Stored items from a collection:
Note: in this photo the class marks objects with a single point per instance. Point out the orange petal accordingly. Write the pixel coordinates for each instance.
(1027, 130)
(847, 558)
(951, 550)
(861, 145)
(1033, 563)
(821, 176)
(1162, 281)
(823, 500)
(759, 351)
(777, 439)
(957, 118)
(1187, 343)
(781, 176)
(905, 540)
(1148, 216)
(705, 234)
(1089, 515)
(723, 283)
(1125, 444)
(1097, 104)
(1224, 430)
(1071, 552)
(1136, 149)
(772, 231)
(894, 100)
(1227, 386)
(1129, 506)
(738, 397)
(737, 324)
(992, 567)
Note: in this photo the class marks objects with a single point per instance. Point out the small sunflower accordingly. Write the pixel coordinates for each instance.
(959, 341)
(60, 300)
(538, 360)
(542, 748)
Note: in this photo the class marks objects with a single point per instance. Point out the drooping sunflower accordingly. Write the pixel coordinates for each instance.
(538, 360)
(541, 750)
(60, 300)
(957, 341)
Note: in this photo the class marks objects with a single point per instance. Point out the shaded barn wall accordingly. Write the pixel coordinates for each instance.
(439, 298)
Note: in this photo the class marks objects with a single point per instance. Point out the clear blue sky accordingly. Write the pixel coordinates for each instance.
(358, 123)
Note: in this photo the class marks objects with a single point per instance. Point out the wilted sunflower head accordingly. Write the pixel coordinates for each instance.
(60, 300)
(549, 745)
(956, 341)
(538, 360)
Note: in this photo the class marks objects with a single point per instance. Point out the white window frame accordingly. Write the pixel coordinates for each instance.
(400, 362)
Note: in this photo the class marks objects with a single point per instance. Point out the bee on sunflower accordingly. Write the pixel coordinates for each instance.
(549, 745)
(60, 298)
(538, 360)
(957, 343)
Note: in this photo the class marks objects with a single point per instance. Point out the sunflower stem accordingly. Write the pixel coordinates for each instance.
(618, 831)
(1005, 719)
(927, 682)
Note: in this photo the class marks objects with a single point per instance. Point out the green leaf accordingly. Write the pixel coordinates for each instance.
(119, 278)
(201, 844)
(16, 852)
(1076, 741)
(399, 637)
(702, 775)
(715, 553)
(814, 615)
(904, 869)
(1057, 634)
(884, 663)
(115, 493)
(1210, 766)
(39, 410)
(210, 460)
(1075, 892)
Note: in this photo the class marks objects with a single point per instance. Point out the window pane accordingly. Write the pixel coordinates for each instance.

▶ _PROBLEM TO WORK ON_: Beginning with the line that holds "out the bee", copy the entries exactly to their last line, and leave out every earlier line.

▶ _RESULT OF THE EXERCISE_:
Note: in this photo the class marks objects with a single point per instance. Point out the bee on sunflower accordingly. Write the pixel coordinates for each instance.
(549, 745)
(60, 298)
(538, 360)
(957, 343)
Note: in this photo the class marks objects with a single point per instance. Point out the sunflower stem accordingly. Write the pixel coordinates for each instance.
(618, 831)
(1005, 719)
(927, 682)
Note: in this photo the class marks objects with a single point per instance. Point out the green leaf accordingly. Write the pixel coordinates for each instance.
(119, 278)
(201, 844)
(16, 852)
(1076, 741)
(399, 637)
(702, 775)
(715, 553)
(814, 615)
(904, 869)
(1057, 634)
(884, 663)
(115, 493)
(1210, 766)
(39, 410)
(210, 460)
(1075, 892)
Note: in this photo the class marks objects with a single point per instance. Point out the window pane accordingly. Write the pixel coordinates for each instance.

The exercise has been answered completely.